### WHAT TO WORK ON
Copy the material below line for line, with no changes at all.
--- START INFORMATION PROVIDED ---
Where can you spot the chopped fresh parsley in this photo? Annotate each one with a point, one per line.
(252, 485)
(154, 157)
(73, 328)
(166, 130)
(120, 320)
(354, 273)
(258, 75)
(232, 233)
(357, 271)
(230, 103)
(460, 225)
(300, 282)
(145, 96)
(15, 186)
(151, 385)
--- END INFORMATION PROVIDED ---
### FULL RESPONSE
Where can you spot the chopped fresh parsley in this photo? Annotate each one with a point, one per line.
(252, 485)
(154, 157)
(73, 328)
(166, 130)
(120, 320)
(354, 273)
(258, 75)
(232, 233)
(357, 271)
(230, 103)
(460, 225)
(300, 282)
(145, 96)
(15, 186)
(151, 385)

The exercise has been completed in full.